(Instructions for the task):
Please rewrite the passage of the Apple guidance discussion below, from "Cook wrote that" through "spending in general.", putting "tariff disputes" in place of "trade war tensions".

(Extract provided):
=== Begin Enclosure ===
Your reactions to Apple lowering guidance for Q1 revenue?
I think we are in for a very interesting year, as we observe how / whether Apple changes its product strategy in the emerging markets especially with regard to pricing.
Your reactions to Apple lowering guidance for Q1 revenue?
I was surprised. I will go on record as having been confident Apple would beat the negative rumors with strong Christmas sales.
I’m curious where they’ll end up vs the guidance. I think it is slightly low to guarantee they won’t go under the updated guidance as well as the original. I think this is priced in so I don’t think the stock would jump if this happens.
Cook wrote that most of the decline resulted from far lower sales in China, and that their intelligence is that China’s smartphone market in general had a large contraction. So it’s unlikely that Chinese consumers are singling out Apple because of trade war tensions, but it’s very possible that Chinese consumer fears over trade war tensions have got them holding off their tech spending in general.
When the tide falls Apple gets hurt, but so does everyone else in the smartphone market. While other competitors have much cheaper phones that might appeal to Chinese consumers, the companies making those phones are making next to no profit on them anyway. And the stickiness of the Apple ecosystem, combined with the historical advantage in app/service sales means that smartphone competitors probably won’t win much even as Apple loses, and Apple’s losses are cushioned by revenues from services and app sales.
Not great news for Apple, but just because Apple isn’t getting the double-digit growth it’d hoped for doesn’t mean someone else is taking that profit from them.
=== End Enclosure ===
(Data excerpt):
=== Begin Enclosure ===
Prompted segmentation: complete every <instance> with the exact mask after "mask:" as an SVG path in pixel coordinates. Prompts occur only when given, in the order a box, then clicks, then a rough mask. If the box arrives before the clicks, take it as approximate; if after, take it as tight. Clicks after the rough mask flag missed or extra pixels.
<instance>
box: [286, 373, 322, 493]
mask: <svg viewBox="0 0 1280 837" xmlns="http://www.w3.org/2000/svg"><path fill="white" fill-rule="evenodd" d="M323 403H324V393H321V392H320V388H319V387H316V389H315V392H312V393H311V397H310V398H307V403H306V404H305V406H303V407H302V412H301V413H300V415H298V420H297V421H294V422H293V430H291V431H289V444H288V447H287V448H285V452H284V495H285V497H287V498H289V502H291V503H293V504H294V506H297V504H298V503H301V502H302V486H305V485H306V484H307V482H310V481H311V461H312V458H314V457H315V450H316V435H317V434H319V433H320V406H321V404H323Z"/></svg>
=== End Enclosure ===
(Worked solution):
Cook wrote that most of the decline resulted from far lower sales in China, and that their intelligence is that China’s smartphone market in general had a large contraction. So it’s unlikely that Chinese consumers are singling out Apple because of tariff disputes, but it’s very possible that Chinese consumer fears over tariff disputes have got them holding off their tech spending in general.